**Work order 1**
Reproduce the part of the printer patent background starting with "BACKGROUND OF THE" and going on through "the transfer charger.".
**Work order 2**
Carry on the printer patent background from where it stops.

**Exercise text**
BACKGROUND OF THE INVENTION
The present invention relates to a printing device utilizing a continuous-form recording sheet on which a printing operation is to be executed by a so-called electrophotographic system and having a transfer charger retraction mechanism for retracting a transfer charger, used in the electrophotographic system, from an operating position thereof in case that the printing operation is not excuted, more particularly to a printing device capable of definitely separating the continuous-form recording sheet having been pressed to a photoconductive drum by means of the transfer charger from the photoconductive drum with retraction of the transfer charger.
An image forming apparatus, such as a printer, making use of the electrophotographic system, by which a latent image is formed by exposing a photoconductive agent on a surface of a photoconductive drum which is arranged to be rotated to light known. The latent image is developed by adhering toner thereto, the toner is transferred onto a recording sheet arranged to be synchronously fed with the rotation of the photoconductive drum, and finally, the transferred toner is fixed by means of a fixing unit. As the image forming apparatus, there is an electrophotographic printer for printing information on a folding type continuous sheet with feed holes, which is called a fan-folded sheet similar to that used in a conventional line printer and the like.
The fan-folded sheet is arranged in such a manner that a boundary of each of pages thereof is provided with a perforated tear line for cutting, and thus, the fan-folded sheet is alternately folded along the perforated tear line in the opposite direction and applied to the image forming apparatus in a stacked state.
Incidentally, a printer using the continuous-form sheet as a recording medium must begin printing operation at a position of each of the pages spaced from the perforated tear line by a predetermined distance. That is, the printing operation is started at the position spaced from a leading edge in a direction along which the printing operations are executed. In the above arrangement of the electrophotographic system, an exposure unit, a development unit and a transfer unit are disposed around the photoconductive drum and put into operation sequentially as the photoconductive drum is rotated, and thus an image is transferred when the exposed portion of the photoconductive drum gets to a transfer position during the rotation of the photoconductive drum. Therefore, a print start point on the continuous-form sheet must be adjusted by relatively moving, i.e., rotating, the photoconductive drum with respect to the continuous-form sheet. In other words, before the printing operation is executed, it is necessary to control a positional relationship between the image forming start position on the photoconductive drum and the continuous-form sheet in such a manner that the position of the photoconductive drum at which exposure is to be started coincides with the print start position of the page of continuous-form sheet.
If the continuous-form sheet is kept in contact with the photoconductive drum, i.e., in a transfer state, during the above-described position adjusting operation, a problem arises in that the photoconductive agent on the surface of the photoconductive drum is scratched or worn and shortens the life of the photoconductive drum, or the continuous-form sheet is stained with toner remaining on the surface of the photoconductive drum. To cope with this problem, a prior art system retracts the transfer charger from the operating position at which the transfer charger causes the continuous-form sheet to contact to the photoconductive drum, disclosed in, for example, Japanese Patent Provisional Publication HEI 2-103076. In such conventional charger retracting system, the transfer charger is arranged to be retracted with cease of a feeding operation of the continuous-form sheet.

**The data**
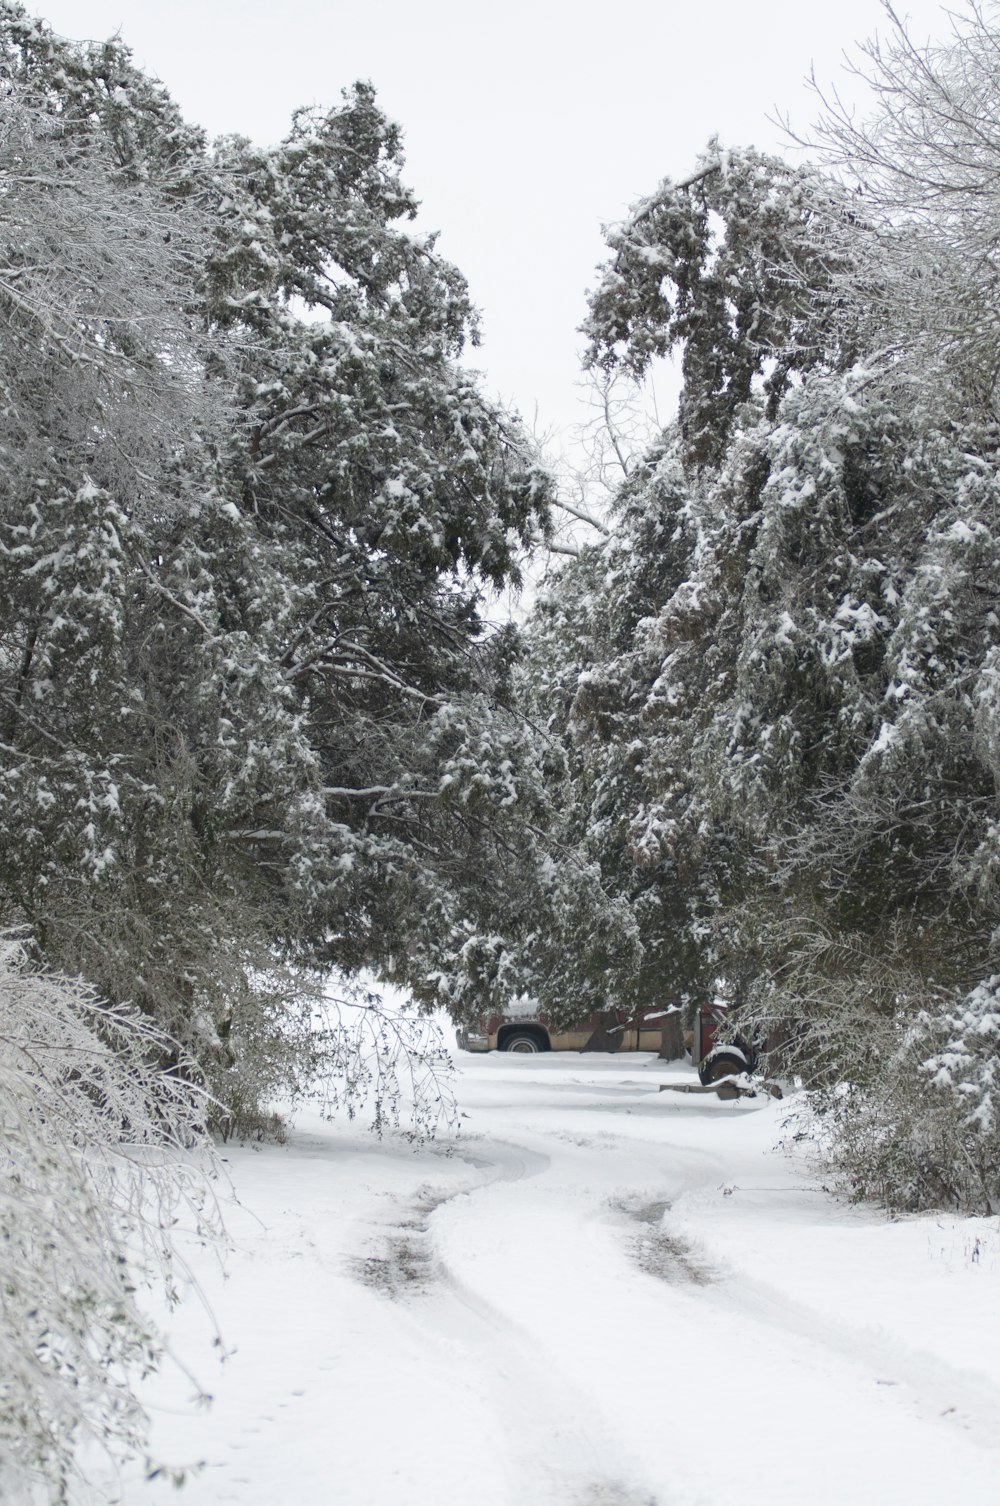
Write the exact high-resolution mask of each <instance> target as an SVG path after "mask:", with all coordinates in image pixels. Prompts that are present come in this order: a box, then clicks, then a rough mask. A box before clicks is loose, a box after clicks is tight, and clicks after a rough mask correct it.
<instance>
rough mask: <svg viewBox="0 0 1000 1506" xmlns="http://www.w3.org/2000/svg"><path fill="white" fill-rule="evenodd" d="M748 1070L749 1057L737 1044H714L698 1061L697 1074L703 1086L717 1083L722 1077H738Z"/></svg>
mask: <svg viewBox="0 0 1000 1506" xmlns="http://www.w3.org/2000/svg"><path fill="white" fill-rule="evenodd" d="M748 1071H750V1059H748V1057H747V1053H745V1051H741V1050H739V1047H738V1045H714V1047H712V1050H711V1051H709V1053H708V1056H706V1057H703V1059H702V1062H700V1063H699V1069H697V1075H699V1080H700V1081H702V1086H703V1087H709V1086H711V1084H712V1083H718V1081H720V1080H721V1078H723V1077H738V1075H739V1072H748Z"/></svg>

**Exercise result 1**
BACKGROUND OF THE INVENTION
The present invention relates to a printing device utilizing a continuous-form recording sheet on which a printing operation is to be executed by a so-called electrophotographic system and having a transfer charger retraction mechanism for retracting a transfer charger, used in the electrophotographic system, from an operating position thereof in case that the printing operation is not excuted, more particularly to a printing device capable of definitely separating the continuous-form recording sheet having been pressed to a photoconductive drum by means of the transfer charger from the photoconductive drum with retraction of the transfer charger.

**Exercise result 2**
Nevertheless, a problem arises in that even if the transfer charger is retracted from the operating position after completion of the printing operation, the continuous-form sheet, having been synchronously fed with a rotation of the photoconductive drum at a predetermined speed cannot be instantly stopped, and then, the continuous-form sheet is further slightly fed by the inertia therof, and thus the portion of the continuous-form sheet contact with the photoconductive drum is loosened because the continuous-form sheet is fed by a feeding mechanism located at a downstream side of the photoconductive drum. Therefore, even if the transfer charger is retracted, the continuous-form sheet contacts the photoconductive drum, resulting in the continuous-form sheet being stained by the toner when printing is resumed. This problem is more often caused when the folding direction of the perforated tear line projects toward the photoconductive drum side. Further, this problem is more often caused under low-humidity conditions, such as in winter, since the continuous-form sheet and photoconductive drum are apt contact with each other by electrostatic force generated therebetween under such low-humidity conditions.
SUMMARY OF THE INVENTION
It is therefore an object of the invention to provide an improved sheet separating mechanism capable of separating the continuous-form sheet from the photoconductive drum when the transfer charger is retracted from the operating position, and which is further arranged to be retracted from a sheet feeding path when a cover of a printing device is opened.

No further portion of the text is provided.